PROBLEM TO SOLVE
From the first line to the last, retype everything below exactly, minus the pictures.

MATERIAL SHOWN
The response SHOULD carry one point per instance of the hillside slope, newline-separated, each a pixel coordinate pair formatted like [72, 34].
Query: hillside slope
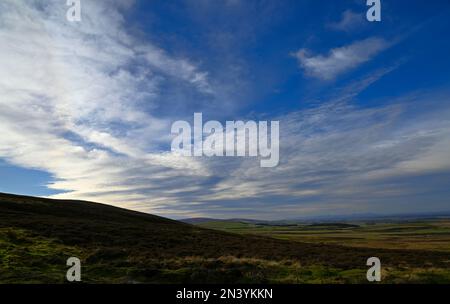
[116, 245]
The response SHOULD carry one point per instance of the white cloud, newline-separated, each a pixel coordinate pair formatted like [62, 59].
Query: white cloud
[350, 21]
[340, 60]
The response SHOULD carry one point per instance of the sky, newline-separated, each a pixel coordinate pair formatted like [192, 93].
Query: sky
[86, 107]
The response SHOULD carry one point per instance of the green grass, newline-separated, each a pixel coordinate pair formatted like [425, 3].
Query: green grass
[121, 246]
[432, 235]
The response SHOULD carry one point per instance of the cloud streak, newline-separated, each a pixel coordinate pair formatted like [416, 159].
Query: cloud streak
[340, 60]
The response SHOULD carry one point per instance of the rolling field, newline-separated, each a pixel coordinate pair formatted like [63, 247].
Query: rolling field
[115, 245]
[431, 235]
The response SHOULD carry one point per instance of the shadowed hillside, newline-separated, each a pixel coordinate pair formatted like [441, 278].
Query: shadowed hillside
[117, 245]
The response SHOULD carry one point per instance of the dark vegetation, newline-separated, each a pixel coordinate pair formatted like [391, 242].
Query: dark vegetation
[122, 246]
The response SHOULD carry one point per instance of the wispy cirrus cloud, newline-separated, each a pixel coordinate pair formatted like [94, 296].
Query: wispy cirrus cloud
[340, 60]
[350, 21]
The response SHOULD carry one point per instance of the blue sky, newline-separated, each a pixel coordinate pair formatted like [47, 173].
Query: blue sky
[364, 108]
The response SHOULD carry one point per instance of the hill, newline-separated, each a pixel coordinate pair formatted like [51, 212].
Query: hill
[116, 245]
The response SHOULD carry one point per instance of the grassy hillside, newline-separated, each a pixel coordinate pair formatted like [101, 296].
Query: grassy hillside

RESULT FOR THIS TASK
The response SHOULD carry one point per instance of the hillside slope, newline-separated, each a pixel coordinate pair formatted like [72, 34].
Query: hillside slope
[116, 245]
The response SHOULD carry one point per instance of the white cloud, newline-separated, each a pixel coordinate pair formatted like [62, 59].
Query: white cloud
[350, 21]
[340, 60]
The response SHOULD carry one point per instance of the sky, newline-separated, each a pixel coordinate pair formatted like [192, 93].
Query: sky
[86, 107]
The response SHOULD carry one point per instance of the green grass, newline-separated, each a pixel coordinate pair formatted like [425, 3].
Query: green grass
[121, 246]
[432, 235]
The response SHOULD carry one point per instance of the cloud streak, newline-separated, each a pixel coordinate pair formatted like [416, 159].
Query: cloud streak
[340, 60]
The response SHOULD carry one point per instance of the rolling field, newline-separated, each a pixel coordinate pair formatted like [63, 247].
Query: rolling field
[115, 245]
[431, 235]
The response SHOULD carry one point per instance of the shadowed hillside, newline-separated, each a pixel coordinate pair formatted like [441, 278].
Query: shadowed hillside
[117, 245]
The response SHOULD carry one point per instance of the dark vegetation, newline-separated, each a pixel coordinate pair formatted like [391, 242].
Query: dark vegetation
[122, 246]
The response SHOULD carry one point per instance of the wispy cirrus cloud, newline-separated, each a pixel coordinate pair formatted like [94, 296].
Query: wispy cirrus cloud
[340, 60]
[350, 21]
The response SHOULD carry one point per instance of the blue sky, newline-separated, each a pixel coordinate pair formatted like [47, 173].
Query: blue sky
[364, 108]
The response SHOULD carry one point per instance of the hill, newline-separated, each a pixel coordinate pair formatted like [51, 212].
Query: hill
[116, 245]
The response SHOULD carry one point per instance of the grassy hillside, newline-separated, each a pixel coordinate pair formatted like [101, 296].
Query: grassy hillside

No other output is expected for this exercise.